* BEGIN The input *
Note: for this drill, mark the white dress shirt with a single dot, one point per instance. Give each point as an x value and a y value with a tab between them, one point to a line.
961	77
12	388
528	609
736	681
* END The input *
§ **Task instructions**
Recast the records above as a Markdown table with two columns, No. and Line, giving each line its row number and omitting blank lines.

§ **Output of the task**
| No. | Line |
|---|---|
| 1 | Note: for this drill, mark the white dress shirt with a single dot, one point per instance. Give each point as an x value and a y value with a tab between them, one point to a line. |
| 2 | 961	77 |
| 3 | 12	388 |
| 4 | 528	609 |
| 5 | 736	681 |